::: Records supplied :::

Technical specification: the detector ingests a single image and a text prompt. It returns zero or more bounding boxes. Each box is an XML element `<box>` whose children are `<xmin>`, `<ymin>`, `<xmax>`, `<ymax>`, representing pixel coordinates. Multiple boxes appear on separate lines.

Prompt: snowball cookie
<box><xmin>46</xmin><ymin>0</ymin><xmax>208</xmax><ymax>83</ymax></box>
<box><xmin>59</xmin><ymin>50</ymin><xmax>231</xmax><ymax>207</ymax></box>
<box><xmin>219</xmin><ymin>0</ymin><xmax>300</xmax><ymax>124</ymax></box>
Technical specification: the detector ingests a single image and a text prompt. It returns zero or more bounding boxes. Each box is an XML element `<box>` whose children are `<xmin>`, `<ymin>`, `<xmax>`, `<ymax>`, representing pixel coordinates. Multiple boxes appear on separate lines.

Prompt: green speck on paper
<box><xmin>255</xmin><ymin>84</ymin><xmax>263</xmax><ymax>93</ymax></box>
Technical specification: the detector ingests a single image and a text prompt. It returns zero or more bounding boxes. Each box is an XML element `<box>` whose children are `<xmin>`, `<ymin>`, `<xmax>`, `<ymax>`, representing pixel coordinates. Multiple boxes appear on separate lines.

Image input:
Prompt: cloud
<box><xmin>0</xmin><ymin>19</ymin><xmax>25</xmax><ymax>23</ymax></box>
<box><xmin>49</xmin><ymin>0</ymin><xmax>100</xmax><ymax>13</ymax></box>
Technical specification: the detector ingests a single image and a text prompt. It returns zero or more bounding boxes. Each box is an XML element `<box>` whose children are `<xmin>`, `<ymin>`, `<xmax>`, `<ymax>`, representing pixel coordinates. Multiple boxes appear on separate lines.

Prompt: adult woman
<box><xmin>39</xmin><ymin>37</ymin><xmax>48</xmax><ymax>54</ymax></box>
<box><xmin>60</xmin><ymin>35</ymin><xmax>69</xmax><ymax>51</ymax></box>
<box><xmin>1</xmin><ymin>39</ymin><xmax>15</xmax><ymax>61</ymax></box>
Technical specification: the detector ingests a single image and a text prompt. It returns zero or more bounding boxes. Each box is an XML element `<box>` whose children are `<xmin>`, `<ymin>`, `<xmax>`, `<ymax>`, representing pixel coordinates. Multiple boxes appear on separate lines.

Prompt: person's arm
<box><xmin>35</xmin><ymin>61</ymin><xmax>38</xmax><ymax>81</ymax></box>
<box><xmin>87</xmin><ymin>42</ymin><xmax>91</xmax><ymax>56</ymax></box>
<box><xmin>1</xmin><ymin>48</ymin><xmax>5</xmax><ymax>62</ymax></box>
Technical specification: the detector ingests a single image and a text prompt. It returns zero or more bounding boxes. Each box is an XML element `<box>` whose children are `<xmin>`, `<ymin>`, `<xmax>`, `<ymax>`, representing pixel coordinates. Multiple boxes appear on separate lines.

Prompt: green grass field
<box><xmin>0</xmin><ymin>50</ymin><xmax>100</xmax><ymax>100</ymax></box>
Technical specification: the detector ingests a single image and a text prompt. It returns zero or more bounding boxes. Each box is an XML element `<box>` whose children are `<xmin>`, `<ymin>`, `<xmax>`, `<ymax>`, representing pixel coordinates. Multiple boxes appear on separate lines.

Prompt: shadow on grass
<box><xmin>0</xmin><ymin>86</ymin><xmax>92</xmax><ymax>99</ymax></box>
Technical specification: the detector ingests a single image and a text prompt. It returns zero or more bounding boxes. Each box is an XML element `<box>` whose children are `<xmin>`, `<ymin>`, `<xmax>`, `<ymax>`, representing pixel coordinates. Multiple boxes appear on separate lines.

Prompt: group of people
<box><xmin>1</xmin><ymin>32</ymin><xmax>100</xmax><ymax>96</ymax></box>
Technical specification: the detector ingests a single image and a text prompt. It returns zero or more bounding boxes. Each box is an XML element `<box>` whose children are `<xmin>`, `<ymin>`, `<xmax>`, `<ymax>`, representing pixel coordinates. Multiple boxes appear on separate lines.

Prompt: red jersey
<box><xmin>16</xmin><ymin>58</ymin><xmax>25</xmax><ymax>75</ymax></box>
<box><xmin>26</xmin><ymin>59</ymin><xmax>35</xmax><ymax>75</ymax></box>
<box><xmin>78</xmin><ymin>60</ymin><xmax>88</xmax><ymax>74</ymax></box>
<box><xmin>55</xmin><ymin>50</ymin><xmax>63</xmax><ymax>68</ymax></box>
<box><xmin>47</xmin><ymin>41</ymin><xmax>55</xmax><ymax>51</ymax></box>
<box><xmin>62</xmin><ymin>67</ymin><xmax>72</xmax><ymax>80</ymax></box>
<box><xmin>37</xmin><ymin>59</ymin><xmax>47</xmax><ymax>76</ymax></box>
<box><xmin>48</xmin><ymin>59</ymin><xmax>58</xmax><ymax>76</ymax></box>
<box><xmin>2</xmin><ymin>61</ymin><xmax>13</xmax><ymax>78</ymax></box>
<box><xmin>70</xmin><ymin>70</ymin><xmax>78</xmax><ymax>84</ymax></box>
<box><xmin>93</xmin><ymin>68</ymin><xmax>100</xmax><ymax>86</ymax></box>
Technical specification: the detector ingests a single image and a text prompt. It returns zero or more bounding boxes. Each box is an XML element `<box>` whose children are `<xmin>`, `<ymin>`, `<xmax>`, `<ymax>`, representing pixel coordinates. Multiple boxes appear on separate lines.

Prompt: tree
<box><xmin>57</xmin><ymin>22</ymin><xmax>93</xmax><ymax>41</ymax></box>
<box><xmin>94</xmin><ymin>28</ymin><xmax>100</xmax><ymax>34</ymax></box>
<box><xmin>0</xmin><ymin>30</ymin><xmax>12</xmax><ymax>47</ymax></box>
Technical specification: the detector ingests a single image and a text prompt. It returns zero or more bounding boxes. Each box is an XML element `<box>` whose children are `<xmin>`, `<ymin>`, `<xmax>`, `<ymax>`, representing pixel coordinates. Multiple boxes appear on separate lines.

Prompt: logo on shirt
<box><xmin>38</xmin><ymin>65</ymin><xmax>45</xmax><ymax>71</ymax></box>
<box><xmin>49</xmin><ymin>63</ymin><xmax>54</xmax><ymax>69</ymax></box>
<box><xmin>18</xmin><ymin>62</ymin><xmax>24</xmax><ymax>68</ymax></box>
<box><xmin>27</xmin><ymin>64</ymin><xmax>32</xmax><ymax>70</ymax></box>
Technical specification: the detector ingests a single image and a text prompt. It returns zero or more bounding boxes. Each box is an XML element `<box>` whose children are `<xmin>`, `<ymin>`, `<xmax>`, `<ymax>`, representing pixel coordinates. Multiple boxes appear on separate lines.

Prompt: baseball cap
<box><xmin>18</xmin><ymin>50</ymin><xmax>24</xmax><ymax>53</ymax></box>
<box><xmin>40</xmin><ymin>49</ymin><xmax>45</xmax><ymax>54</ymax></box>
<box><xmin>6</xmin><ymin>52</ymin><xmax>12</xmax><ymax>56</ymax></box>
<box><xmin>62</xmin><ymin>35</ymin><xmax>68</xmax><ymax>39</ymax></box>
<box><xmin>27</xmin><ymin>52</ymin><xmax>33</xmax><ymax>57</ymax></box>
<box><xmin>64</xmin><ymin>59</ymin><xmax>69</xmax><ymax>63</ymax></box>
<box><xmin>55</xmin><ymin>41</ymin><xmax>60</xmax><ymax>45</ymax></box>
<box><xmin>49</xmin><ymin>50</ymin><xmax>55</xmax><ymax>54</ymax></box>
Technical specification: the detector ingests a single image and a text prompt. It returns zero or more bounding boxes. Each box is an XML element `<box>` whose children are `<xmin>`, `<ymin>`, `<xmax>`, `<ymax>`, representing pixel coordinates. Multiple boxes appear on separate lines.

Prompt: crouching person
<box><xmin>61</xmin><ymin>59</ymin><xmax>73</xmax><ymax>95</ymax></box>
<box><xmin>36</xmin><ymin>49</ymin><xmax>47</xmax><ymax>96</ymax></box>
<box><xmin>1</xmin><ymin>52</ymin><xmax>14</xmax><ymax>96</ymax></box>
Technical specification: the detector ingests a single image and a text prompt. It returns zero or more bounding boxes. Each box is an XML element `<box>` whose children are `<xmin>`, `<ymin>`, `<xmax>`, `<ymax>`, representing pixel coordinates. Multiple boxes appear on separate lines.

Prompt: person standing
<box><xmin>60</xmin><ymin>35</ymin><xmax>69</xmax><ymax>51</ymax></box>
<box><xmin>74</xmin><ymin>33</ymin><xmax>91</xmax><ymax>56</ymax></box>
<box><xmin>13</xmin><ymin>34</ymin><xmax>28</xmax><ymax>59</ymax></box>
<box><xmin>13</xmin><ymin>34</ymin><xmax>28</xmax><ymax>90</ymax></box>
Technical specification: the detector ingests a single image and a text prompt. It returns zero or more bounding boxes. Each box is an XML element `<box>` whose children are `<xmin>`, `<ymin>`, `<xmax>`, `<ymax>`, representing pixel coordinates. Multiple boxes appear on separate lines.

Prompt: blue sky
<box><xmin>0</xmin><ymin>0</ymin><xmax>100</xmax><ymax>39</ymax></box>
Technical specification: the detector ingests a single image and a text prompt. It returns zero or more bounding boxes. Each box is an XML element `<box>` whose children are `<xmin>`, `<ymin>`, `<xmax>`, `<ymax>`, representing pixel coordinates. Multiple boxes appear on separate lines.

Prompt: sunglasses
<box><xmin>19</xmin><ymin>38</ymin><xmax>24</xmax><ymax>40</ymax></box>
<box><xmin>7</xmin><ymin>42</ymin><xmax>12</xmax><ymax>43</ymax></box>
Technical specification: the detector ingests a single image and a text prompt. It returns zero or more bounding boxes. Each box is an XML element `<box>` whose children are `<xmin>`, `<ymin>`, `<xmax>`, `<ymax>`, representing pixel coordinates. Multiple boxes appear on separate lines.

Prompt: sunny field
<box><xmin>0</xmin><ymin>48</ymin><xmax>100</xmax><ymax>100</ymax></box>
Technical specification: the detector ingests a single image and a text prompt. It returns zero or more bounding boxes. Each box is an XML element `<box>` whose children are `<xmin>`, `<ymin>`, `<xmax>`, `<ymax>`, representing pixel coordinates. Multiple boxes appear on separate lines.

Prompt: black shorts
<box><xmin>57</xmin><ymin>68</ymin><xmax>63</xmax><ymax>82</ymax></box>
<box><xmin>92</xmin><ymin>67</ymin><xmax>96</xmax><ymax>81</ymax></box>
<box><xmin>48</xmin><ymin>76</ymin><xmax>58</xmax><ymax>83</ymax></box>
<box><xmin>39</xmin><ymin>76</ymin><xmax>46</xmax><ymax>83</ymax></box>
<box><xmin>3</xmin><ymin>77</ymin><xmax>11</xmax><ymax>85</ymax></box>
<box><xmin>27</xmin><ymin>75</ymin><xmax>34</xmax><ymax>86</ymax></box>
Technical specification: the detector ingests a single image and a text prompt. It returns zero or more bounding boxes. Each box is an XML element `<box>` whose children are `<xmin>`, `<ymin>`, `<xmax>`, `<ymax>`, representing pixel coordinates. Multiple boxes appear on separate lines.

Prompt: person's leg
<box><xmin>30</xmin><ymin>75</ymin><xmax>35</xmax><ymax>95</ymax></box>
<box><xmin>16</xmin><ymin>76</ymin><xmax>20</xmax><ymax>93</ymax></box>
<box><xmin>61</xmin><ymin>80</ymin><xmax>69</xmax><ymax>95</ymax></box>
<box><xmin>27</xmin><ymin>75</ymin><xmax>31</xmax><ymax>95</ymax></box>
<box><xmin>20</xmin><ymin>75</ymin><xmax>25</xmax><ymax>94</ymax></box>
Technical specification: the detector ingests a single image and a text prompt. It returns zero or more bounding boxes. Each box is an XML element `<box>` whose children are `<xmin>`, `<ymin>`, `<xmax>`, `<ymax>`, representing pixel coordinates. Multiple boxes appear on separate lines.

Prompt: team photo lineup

:::

**Task directions:** Please pull out each line of the rows above that contains the string "person", matching case exactly.

**Full answer:**
Prompt: person's arm
Prompt: crouching person
Prompt: person standing
Prompt: person's leg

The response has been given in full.